
  4. Ken says:

    We need an account that combines the advantages of both and gets rid of the disadvantages. Such an account would allow employees access to the money they don’t spend (like HSAs), but have the flexibility to wrap around any third party payer plan (like HRAs).

  5. Marvin says:

    Good overview of both options. I like Ken’s suggestion. We need options, not restrictions.

  6. Devon Herrick says:

    Years ago CFOs tended to favor HRAs because they liked the idea of retaining the cash. Human Resources managers liked having more control over how the money is spent. But I share Greg’s opinion that HSAs are preferable to HRAs. If I had an HRA I would view it as an employee benefit that I could only enjoy by using it. On the other hand, I view my HSA as a benefit that is worth more in the account.

  7. Greg Scandlen says:

    I agree with Ken, though I am not fond of co-pay plans of any kind. They always insulate people from know the price of the services. I much prefer a coinsurance approach where the consumer pays a percentage of the price. Oddly, one of the first drafts of ObamaCare outlawed coinsurance in favor of co-pays. I’ve never found out if that survived in the end.

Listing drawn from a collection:
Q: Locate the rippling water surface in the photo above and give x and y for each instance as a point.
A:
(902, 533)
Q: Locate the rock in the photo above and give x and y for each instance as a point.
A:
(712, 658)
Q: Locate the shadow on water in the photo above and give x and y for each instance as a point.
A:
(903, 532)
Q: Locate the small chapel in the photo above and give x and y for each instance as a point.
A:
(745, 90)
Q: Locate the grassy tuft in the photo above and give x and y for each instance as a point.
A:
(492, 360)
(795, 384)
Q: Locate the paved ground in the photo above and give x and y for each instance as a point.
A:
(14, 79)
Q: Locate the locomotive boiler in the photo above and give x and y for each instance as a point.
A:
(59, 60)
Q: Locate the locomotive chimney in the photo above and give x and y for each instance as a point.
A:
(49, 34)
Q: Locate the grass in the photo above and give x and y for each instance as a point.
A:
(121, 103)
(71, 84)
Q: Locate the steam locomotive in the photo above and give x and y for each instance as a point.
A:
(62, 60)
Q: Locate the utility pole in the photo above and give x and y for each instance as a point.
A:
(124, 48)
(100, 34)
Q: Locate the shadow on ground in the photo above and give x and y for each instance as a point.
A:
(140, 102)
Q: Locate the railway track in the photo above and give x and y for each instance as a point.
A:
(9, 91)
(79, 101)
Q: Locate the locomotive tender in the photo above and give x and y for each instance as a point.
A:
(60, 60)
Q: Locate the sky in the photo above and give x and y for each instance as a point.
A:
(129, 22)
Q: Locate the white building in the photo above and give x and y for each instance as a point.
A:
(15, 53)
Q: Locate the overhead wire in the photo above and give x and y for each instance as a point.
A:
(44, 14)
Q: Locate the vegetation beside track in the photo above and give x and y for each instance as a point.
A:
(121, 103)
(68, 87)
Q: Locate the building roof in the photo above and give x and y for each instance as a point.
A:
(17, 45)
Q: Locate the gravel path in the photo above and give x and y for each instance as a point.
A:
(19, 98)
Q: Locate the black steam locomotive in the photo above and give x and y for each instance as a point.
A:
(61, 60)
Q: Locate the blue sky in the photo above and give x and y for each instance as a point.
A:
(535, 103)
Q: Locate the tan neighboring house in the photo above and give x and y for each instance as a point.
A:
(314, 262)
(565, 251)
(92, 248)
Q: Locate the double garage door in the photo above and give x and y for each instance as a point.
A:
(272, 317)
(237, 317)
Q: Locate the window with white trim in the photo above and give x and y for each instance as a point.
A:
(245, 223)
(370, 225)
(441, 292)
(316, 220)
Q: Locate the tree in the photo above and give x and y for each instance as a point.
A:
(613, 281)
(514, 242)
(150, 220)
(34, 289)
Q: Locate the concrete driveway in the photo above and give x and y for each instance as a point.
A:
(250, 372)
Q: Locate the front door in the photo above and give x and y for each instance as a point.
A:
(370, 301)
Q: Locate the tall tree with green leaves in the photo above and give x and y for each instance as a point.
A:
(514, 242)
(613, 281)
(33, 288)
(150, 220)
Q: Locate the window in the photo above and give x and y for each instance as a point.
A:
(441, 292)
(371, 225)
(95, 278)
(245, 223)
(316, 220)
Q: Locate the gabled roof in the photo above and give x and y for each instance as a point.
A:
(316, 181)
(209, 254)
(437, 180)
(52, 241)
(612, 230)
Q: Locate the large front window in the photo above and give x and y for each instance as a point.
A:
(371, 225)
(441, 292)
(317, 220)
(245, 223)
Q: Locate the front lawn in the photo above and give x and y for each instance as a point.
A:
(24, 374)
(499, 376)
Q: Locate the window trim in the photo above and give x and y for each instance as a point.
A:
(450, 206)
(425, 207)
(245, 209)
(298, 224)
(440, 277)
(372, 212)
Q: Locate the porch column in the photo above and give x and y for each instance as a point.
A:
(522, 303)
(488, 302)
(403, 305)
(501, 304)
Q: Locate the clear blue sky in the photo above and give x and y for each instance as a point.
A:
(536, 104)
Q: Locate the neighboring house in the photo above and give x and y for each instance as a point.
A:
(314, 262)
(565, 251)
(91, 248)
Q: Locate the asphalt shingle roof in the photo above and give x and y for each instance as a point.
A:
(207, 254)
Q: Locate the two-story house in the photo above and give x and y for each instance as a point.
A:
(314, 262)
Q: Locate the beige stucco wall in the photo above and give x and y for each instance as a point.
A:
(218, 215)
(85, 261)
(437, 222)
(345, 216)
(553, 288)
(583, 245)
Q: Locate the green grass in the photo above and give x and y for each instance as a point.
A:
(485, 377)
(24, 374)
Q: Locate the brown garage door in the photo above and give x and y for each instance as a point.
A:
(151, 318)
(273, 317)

◆ What needs to be done: Copy the comments on HSAs and HRAs word for word, from "We need an account" up to and including "in the account.". Nothing in the listing is needed for the work here.

◆ Solution to this exercise:
We need an account that combines the advantages of both and gets rid of the disadvantages. Such an account would allow employees access to the money they don’t spend (like HSAs), but have the flexibility to wrap around any third party payer plan (like HRAs).

  5. Marvin says:

    Good overview of both options. I like Ken’s suggestion. We need options, not restrictions.

  6. Devon Herrick says:

    Years ago CFOs tended to favor HRAs because they liked the idea of retaining the cash. Human Resources managers liked having more control over how the money is spent. But I share Greg’s opinion that HSAs are preferable to HRAs. If I had an HRA I would view it as an employee benefit that I could only enjoy by using it. On the other hand, I view my HSA as a benefit that is worth more in the account.